Activity A ▸ In the Veterans Day post, how many years does the quoted writer say they were in the military?
Activity B ▸ In the Veterans Day post, take the passage starting with "So it's Veterans" and going on through "and profit margins.", and switch "Vietnam" to "Korea".
Activity C ▸ Render this sentence from the Veterans Day post in Spanish: "Honor the dead and care for the living, but don't think that people in uniform today are actually standing between you and tyranny."
#### Document section ####
Friday, November 16, 2012

Another (Cynical) Veteran's Day Post...and Ultrarunning

Via Jude at First Draft, in a post called "I Didn't Fight for Your Freedom," that is actually more realistic rather than cynical.  Pretty much in its entirety:

So it's Veterans Day, which means that the US is awash with mostly obligatory tributes to military personnel.

I hate this shit.

I didn't fight for your freedoms. In the six years I was in, I never once defended your right to vote, or to carry a gun, or to be secure against unreasonable search and seizure (that one doesn't really apply anymore, anyway), or any of the other things you enjoy as a citizen of this country. I just didn't. Neither did anyone who went to Iraq, or Afghanistan, or Vietnam. It's all bullshit. It's a fucking lie that we tell ourselves and each other so that we don't have to think about why we send young men and women to serve, suffer, and die for old men's vainglorious ideas and profit margins.

I don't mind honoring sacrifice, but the military doesn't have a monopoly on that, now does it? I also don't mind remembering military dead and wounded. But we do it all wrong. We just fetishize the suffering (like good Catholics, no?) without wondering why it ever happened in the first place. Remembrance and memorial, it would seem, also involve reflection and assessment. Just because someone died or was wounded doesn't automatically validate how he or she came to be in that state. We send our young people overseas to be bored, pull duty, sometimes get shot at, and occasionally get hit. Then we never ask why they're over there in the first fucking place, because doing so, apparently, does them a disservice. What kind of jack shit is that?

A real Veterans/Remembrance Day would involve commitments to cease sacrifices that don't actually, you know, do anything in the name of freedom. Losing your legs so that Chevron can see higher profit margins is not noble. It's a god damned shame. Dying in the service of defense contractors doesn't bestow sainthood on the deceased. It just means that a life got snuffed out for no good reason. Reflexive military worship is a cancer on society. Unscrupulous people use it to justify their actions and avoid any criticism. That shit makes the act of asking why we should send young people to absorb bullets and get blown to pieces into some kind of subversion and/or sedition. How fucking ridiculous is that? Wondering if someone's death was worth the cost doesn't dishonor the person. I don't know how we've confused evaluating the motives and actions of leaders with spitting on corpses, but we have. And until we can untangle those things, we're just well and truly fucked when it comes to international affairs.

So this Veterans Day, take a minute to actually reflect on the acts and deeds of people in uniform. But that involves critical thought instead of blind acceptance of the rightness of our leaders' actions. Honor the dead and care for the living, but don't think that people in uniform today are actually standing between you and tyranny.

Remember that.
 

There is no nexus to Ultrarunning here.  Politically and militarily we run roughshod over the world because we can and we choose to.  Our military doesn't protect our fundamental right to run, as many of us might like to imply.
#### Raw data ####
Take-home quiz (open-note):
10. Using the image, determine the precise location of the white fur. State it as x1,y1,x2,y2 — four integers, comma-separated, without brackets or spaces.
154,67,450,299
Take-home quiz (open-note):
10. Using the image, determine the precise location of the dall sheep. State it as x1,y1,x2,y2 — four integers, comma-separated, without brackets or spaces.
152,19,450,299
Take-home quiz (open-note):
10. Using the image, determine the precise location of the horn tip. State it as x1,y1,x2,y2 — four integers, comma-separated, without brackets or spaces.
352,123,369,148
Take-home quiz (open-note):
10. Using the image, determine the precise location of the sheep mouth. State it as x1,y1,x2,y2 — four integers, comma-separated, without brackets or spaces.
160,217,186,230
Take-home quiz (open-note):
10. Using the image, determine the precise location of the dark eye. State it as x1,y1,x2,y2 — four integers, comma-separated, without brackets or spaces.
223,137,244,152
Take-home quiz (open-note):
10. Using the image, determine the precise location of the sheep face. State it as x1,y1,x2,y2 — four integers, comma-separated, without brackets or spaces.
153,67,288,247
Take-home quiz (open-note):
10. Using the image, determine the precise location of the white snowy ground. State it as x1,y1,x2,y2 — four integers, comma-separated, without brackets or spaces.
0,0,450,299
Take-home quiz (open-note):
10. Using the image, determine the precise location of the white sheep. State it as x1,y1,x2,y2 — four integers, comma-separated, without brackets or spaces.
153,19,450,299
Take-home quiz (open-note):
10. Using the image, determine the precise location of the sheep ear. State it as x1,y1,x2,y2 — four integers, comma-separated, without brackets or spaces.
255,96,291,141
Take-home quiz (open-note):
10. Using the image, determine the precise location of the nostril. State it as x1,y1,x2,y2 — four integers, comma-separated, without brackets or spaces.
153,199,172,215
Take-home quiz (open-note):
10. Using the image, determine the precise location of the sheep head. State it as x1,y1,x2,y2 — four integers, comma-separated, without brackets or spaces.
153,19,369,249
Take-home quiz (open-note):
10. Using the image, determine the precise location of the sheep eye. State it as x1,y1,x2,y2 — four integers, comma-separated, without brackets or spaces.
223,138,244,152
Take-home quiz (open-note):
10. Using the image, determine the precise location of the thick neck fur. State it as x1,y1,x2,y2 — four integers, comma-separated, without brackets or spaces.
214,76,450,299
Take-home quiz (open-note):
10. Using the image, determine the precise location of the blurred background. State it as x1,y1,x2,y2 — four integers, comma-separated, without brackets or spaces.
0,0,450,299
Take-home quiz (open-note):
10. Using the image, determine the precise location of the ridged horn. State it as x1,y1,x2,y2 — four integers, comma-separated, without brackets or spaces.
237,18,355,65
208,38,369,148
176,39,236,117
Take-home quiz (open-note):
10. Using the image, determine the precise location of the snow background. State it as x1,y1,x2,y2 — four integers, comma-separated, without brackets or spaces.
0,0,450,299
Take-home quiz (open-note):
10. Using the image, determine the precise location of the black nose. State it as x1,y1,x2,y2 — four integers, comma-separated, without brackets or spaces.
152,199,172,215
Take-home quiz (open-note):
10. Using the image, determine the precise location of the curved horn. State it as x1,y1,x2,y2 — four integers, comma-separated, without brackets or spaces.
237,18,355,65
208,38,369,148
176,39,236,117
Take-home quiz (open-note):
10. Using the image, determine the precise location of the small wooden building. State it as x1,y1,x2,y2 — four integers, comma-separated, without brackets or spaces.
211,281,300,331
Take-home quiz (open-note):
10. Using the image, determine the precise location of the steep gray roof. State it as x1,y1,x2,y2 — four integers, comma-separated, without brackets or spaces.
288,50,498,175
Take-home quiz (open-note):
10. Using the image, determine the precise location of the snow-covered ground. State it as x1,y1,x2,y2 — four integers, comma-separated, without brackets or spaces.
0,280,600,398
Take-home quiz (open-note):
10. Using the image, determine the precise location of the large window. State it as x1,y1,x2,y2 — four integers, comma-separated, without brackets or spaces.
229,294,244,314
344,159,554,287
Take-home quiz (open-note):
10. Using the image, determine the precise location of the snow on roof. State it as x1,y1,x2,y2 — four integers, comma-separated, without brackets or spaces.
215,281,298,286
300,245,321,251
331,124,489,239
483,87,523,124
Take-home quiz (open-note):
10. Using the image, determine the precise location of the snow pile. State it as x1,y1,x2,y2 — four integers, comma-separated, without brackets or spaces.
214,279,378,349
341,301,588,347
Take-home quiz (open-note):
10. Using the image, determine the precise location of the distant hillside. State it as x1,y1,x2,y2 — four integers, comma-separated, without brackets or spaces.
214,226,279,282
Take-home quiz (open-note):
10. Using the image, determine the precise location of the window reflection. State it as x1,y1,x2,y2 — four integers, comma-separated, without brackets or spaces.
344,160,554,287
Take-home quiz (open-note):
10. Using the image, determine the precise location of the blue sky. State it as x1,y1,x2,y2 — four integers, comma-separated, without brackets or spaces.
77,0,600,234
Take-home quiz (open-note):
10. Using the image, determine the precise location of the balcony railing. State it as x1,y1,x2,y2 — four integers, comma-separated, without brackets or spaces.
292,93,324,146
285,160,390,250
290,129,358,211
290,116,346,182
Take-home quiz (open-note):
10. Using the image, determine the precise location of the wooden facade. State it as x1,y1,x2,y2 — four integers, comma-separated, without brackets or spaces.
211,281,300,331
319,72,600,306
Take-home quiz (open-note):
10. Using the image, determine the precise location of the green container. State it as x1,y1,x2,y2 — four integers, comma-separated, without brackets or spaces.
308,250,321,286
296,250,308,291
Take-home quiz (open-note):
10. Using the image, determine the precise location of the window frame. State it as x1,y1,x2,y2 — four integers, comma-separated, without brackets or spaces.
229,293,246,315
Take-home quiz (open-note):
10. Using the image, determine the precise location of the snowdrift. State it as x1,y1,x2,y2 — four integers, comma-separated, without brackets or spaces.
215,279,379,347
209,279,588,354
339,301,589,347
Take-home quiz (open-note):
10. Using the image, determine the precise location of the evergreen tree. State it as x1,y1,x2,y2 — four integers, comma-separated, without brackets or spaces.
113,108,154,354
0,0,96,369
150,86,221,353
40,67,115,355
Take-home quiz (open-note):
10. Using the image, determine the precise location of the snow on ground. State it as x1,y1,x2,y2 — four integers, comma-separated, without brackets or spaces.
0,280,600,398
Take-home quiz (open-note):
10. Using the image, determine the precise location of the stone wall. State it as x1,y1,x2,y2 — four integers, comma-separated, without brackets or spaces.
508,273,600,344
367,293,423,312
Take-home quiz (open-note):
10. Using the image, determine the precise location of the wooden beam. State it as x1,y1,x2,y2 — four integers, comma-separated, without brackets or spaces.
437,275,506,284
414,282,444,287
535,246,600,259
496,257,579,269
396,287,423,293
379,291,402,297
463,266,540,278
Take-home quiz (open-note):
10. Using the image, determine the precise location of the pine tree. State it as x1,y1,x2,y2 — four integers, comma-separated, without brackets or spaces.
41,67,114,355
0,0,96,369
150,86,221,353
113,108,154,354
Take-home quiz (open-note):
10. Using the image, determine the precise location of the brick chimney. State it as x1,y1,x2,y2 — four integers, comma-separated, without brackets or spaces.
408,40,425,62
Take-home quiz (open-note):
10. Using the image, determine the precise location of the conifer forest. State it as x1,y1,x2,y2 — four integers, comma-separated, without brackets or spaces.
####
Answer A ▸ Six years.

Answer B ▸
So it's Veterans Day, which means that the US is awash with mostly obligatory tributes to military personnel.

I hate this shit.

I didn't fight for your freedoms. In the six years I was in, I never once defended your right to vote, or to carry a gun, or to be secure against unreasonable search and seizure (that one doesn't really apply anymore, anyway), or any of the other things you enjoy as a citizen of this country. I just didn't. Neither did anyone who went to Iraq, or Afghanistan, or Korea. It's all bullshit. It's a fucking lie that we tell ourselves and each other so that we don't have to think about why we send young men and women to serve, suffer, and die for old men's vainglorious ideas and profit margins.

Answer C ▸ Honra a los muertos y cuida a los vivos, pero no creas que las personas de uniforme hoy en día realmente se interponen entre tú y la tiranía.